TEXT SHOWN

Next came the double-decker” with a small air shaft. The state report called the double-decker “an evil which is peculiarly our own” and “the one hopeless form of tenement construction.” Though a slight improvement on the packing box, “the double-decker cannot be well-ventilated; it cannot be well-lit; it’s not safe in case of fire.”

The final iteration was the Dumb-Bell building, which had larger shafts along the sides in the middle, which gave the floor plan the look of that piece of weightlifting equipment.

Despite the new law, the Tenement Department, in its first heavily documented and illustrated report for 1902 and 1903 noted that “some of the conditions found in these buildings surpasses the imagination. It does not seem possible that human beings actually live under them and still retain the least vestige of health.”

First Report of the Tenement House Department of the City of New York, 1903. NYC Municipal Library.

The new department reported that in the first two years its employees made 337,246 inspections, filed 55,055 violations and made more than 21,000 repairs. It said that 16,768 families—or 83,840 people were now housed in new or upgraded buildings.

Shared toilet in tenement building, n.d. Credit Cosmo-Sileo. NYC Municipal Archives Collection.

It also breathlessly reported—perhaps too optimistically—that “the evil of prostitution has been practically abolished in tenement houses.” The report said all previously “dark” and “unventilated” rooms were now well-lit and ventilated and height and depth limits were set for all new buildings.

Among the first areas the new department targeted was the predominantly Italian “Lung Block,” bounded by Hamilton, Catherine, Cherry and Markets Sts. The 1907 and 1908 Tenement Department report noted that the block had the highest death rate of any block in the city; claiming there were 58 tenement houses in the 45-acre block with 829 families consisting of 4,145 people.

The reports of 1912-1914 noted the gradual elimination of many “Old Law” buildings but noted that some owners circumvented height requirements and limits on the number of allowable apartments by putting a store on the first floor that also contained apartments in the back.

Rear apartment rooms of a store at 193 Manhattan Avenue, 1935. NYC Municipal Archives Collection.

State lawmakers, apparently at the behest of owners and real estate interests, made periodic efforts to water down the law. The Department noted various schemes that included failing to file paperwork, making misleading and inaccurate claims and trying to grandfather in some dangerous buildings. In its 1915 and 1916 report, the Department said legislators passed various laws in “attempts to destroy” the “Department’s efficiency,” but Mayor John Mitchell vetoed them.

WORK TO BE COMPLETED
Name every street that the text on New York tenement reform gives as a boundary of the "Lung Block."

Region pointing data
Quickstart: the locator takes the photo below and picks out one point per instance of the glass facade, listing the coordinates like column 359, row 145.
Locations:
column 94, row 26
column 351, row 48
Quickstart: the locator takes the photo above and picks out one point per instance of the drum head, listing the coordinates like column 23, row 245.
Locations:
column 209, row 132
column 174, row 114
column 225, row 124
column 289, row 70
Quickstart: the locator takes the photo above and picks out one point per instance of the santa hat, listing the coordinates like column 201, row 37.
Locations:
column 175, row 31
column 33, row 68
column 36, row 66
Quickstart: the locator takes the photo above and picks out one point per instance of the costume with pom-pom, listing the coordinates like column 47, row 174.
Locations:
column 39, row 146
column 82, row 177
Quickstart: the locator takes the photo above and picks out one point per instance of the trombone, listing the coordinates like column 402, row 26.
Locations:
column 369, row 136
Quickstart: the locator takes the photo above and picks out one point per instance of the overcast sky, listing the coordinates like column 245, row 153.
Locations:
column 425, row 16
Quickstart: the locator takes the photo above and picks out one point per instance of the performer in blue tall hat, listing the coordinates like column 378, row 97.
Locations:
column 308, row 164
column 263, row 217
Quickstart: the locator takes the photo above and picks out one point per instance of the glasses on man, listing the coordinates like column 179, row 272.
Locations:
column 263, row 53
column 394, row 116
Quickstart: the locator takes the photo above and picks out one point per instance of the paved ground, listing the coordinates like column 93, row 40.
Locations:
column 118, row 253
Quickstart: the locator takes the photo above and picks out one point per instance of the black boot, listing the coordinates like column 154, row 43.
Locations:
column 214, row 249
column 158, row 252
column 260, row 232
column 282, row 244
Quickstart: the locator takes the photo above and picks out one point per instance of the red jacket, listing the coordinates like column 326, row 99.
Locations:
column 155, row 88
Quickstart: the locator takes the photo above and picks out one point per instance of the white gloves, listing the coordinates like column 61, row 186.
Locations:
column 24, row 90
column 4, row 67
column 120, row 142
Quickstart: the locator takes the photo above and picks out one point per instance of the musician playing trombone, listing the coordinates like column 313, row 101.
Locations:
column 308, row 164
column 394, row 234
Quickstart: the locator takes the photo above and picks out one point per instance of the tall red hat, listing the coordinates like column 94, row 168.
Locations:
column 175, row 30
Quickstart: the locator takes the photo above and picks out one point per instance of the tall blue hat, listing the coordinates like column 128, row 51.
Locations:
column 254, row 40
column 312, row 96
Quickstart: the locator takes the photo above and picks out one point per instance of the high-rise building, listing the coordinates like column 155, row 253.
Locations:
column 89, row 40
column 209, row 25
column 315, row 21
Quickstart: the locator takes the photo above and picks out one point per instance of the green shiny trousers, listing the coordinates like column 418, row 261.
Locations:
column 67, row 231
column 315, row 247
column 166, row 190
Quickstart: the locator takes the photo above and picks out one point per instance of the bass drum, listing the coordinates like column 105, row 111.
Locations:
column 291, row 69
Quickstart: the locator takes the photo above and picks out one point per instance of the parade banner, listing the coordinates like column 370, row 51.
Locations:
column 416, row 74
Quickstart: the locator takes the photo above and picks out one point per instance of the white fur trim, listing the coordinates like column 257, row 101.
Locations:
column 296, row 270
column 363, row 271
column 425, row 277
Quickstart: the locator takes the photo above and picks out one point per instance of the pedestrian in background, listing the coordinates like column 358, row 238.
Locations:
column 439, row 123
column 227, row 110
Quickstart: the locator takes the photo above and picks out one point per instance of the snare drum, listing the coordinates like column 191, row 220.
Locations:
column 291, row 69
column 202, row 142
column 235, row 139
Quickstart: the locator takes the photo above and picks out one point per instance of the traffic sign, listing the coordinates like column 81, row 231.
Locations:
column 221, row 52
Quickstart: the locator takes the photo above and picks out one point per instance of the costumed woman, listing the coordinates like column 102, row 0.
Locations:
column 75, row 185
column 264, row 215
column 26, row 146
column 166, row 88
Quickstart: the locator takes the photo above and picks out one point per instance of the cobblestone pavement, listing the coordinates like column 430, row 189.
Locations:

OUTPUT
Hamilton, Catherine, Cherry and Markets Sts.